> EXERCISE REQUIREMENTS
Please continue the essay on Sheffield's waterways below, starting right after its final sentence.

Tracing Fluid Relations in the Post-Industrial/Post-Human City 

Charlotte Morgan

The where of to begin. 

This essay takes a walking route along two major waterways in Sheffield, UK, as a site from which to shape a situated analysis of material, spatial and interspecies relations in the post-industrial city. The route follows stretches of both canal and river from the urban centre into its peripheries, where the remains of industry operate alongside micro-nature reserves and a former district high street selling wares with watery connections.  

 

Sheffield’s waterside wealth was generated through the steel industry, as the place in which stainless and crucible steel was invented and innovated throughout the eighteenth and nineteenth centuries. The unique geographic location of the city created ideal conditions for this industry; it is situated among hills on ground rich with coal, iron and millstone, and its five rivers facilitated power and transportation. The vast industrial expansion of the UK cities from their medieval origins have been comprehensively researched and written. Rather than contribute further knowledge to this field, this essay seeks to write the site through its waters and atmospherics via embodied encounters framed by theory and practice.  

 

Water is material, spiritual, sensual, and constitutional. Essential for the proliferation of life, water sources tell stories of how cities came to be, and the health of a city and its inhabitants is dependent upon that of its waters. The text therefore considers the significance of urban waterways beyond their designations as sites for commerce, leisure, or development, and beyond neoliberal ideals of sustainability and greening (or blueing), to consider their embodiment of climatic extremes and the fluid connections between human and non-human bodies and the material landscapes we inhabit.

> DATA SHOWN

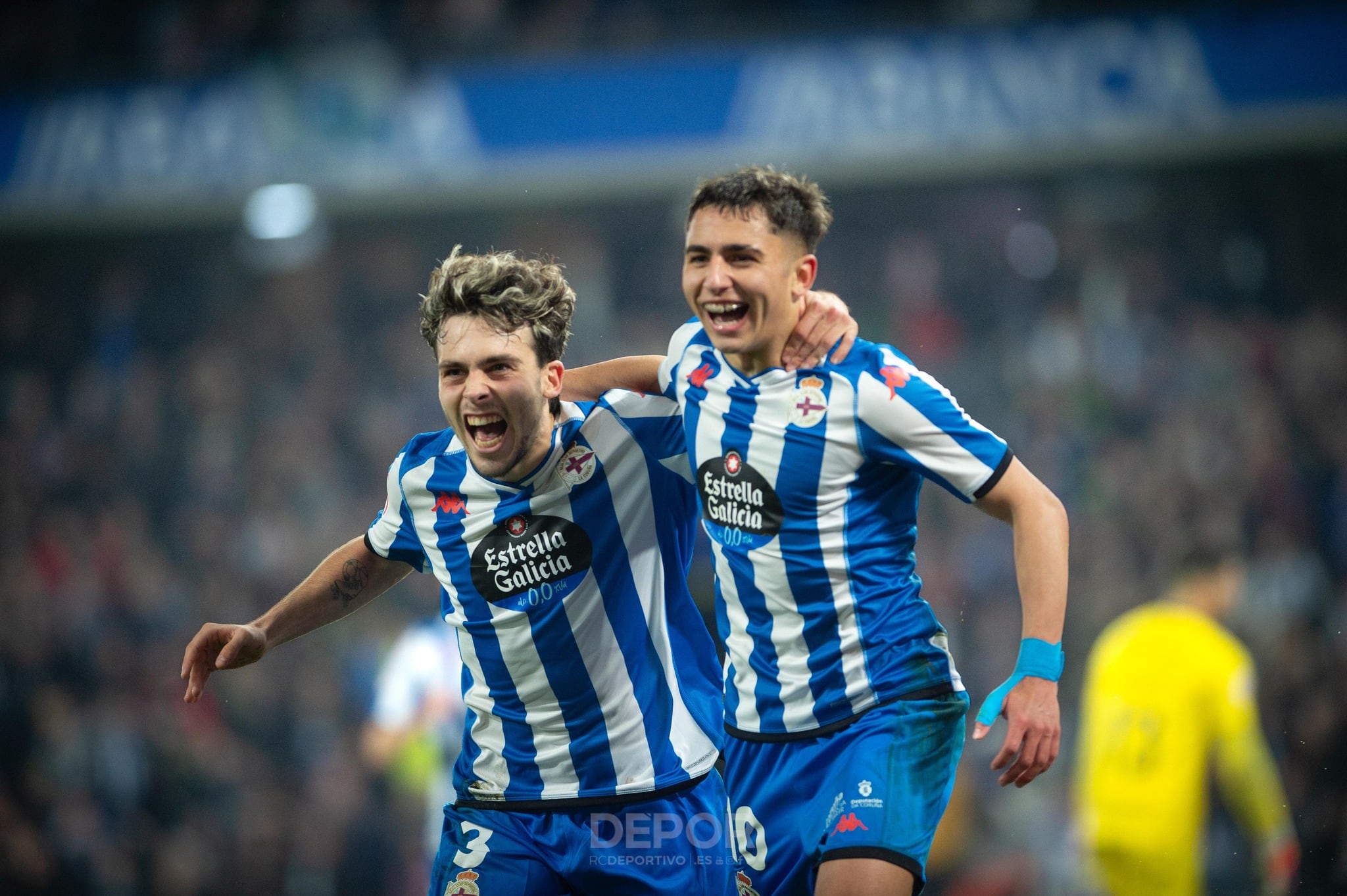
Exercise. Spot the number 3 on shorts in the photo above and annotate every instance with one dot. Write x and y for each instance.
(478, 848)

> REPLY TO THE EXERCISE
 

Linking domestic spaces to vast infrastructures and movements of capital via bodies and minds, water flows through both the urban environment and urban imagination, as both material and metaphor.[1] Through symbolism and mythology, it is implicated in changing understandings of health, morality, sexuality, planetary care, ancestral time, and the permeable boundaries between self and other, nature and culture. This text therefore foregrounds the interplay of the physical and psychological within our understanding of a city’s past and present and our visioning of its future, and navigates the changing waterscapes of city and body through narratives of decline, decay, rebirth, and regeneration, shifting temporalities, disrupted binaries and notions of grief and haunting.

 

 

 

 

 

 

 

 

 

 

 

 

 

 

 

Walking- writing 

 

Through solo and collective walks, archival research, practices of site-writing and an engagement in theory, I attempt to write with the site as both practice and methodology.[2] Through it, I attempt to find my way with others; with fellow walkers, damsel flies, kingfishers, ghosts, goddesses, macroinvertebrates, mutants and mallards. I walk in weathers and move through memories and mourning to write with rocks, rivers and reservoirs, across deep time. 

 

As spatial, relational acts of togetherness, I propose that collective or solo walks hold the potential to disrupt individualist, masculine, noble, exclusory traditions of walking and provide a productive means of navigating ethical worldly relations. Rather than creating new heroes for the canon and adding underrepresented subjects to a landscape from which they have been absented, these are practices of revision focused on the conditions of the here and now.[3] Itinerant, relational and writerly, these are critical spatial practices through which we might navigate the intersectional political representation of othered human identities, engage in more-than-human ethics, challenge the exclusions and issues inherent within phenomenology and walking, and find productive ways to veer off course.[4]

 

Conceived as a series of coilings and confluences, the structure of the text is influenced by non-linear narrative styles within arts and theory, and the form of the waterways themselves. The essay form is disrupted by a meandering flow without singular argument, expressing the shifting material, temporal, social, spatial, and psychological nature of the urban encounter. The images I include aim to express something of the dreaminess, ghostliness, and multi-temporality of the urban experience.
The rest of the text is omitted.